Exercise description: Reproduce every line of the material below word for word, leaving out the pictures.

Outline entries for images:
- - -
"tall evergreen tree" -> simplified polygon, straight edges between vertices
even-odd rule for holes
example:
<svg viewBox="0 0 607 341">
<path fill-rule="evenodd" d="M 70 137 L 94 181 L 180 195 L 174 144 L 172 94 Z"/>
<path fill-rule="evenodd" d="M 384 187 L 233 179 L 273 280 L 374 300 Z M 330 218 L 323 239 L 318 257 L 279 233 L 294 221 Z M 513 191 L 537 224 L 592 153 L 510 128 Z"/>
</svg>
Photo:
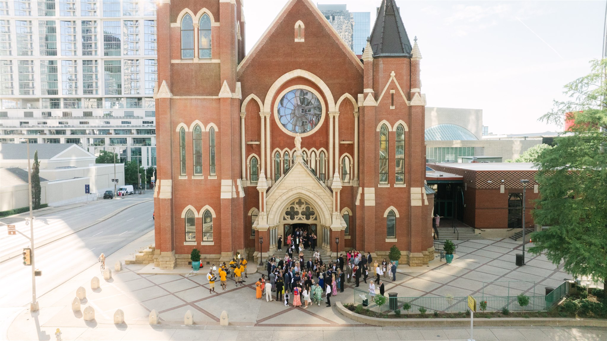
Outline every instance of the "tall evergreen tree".
<svg viewBox="0 0 607 341">
<path fill-rule="evenodd" d="M 40 208 L 41 193 L 40 187 L 40 161 L 38 160 L 38 150 L 34 153 L 34 164 L 32 166 L 32 206 L 33 209 Z"/>
<path fill-rule="evenodd" d="M 555 139 L 537 157 L 540 198 L 529 251 L 545 252 L 578 276 L 607 282 L 607 59 L 591 62 L 589 74 L 565 86 L 569 100 L 555 101 L 543 118 L 575 120 L 574 133 Z M 607 299 L 607 290 L 605 290 Z"/>
</svg>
- - -
Reply:
"tall evergreen tree" -> simplified polygon, straight edges between vertices
even-odd rule for holes
example:
<svg viewBox="0 0 607 341">
<path fill-rule="evenodd" d="M 70 137 L 94 181 L 180 195 L 174 144 L 172 94 Z"/>
<path fill-rule="evenodd" d="M 384 187 L 233 179 L 273 280 L 374 300 Z M 330 218 L 323 239 L 318 257 L 279 233 L 294 221 Z M 513 191 L 537 224 L 592 153 L 510 128 Z"/>
</svg>
Photo:
Outline every instance of the "tall evergreen tree".
<svg viewBox="0 0 607 341">
<path fill-rule="evenodd" d="M 40 208 L 41 193 L 40 187 L 40 161 L 38 160 L 38 150 L 34 153 L 34 164 L 32 166 L 32 206 L 33 209 Z"/>
<path fill-rule="evenodd" d="M 555 139 L 537 157 L 540 198 L 529 251 L 545 252 L 578 276 L 607 282 L 607 59 L 591 62 L 589 74 L 565 86 L 569 100 L 555 101 L 543 118 L 575 120 L 574 133 Z M 607 299 L 607 290 L 605 290 Z"/>
</svg>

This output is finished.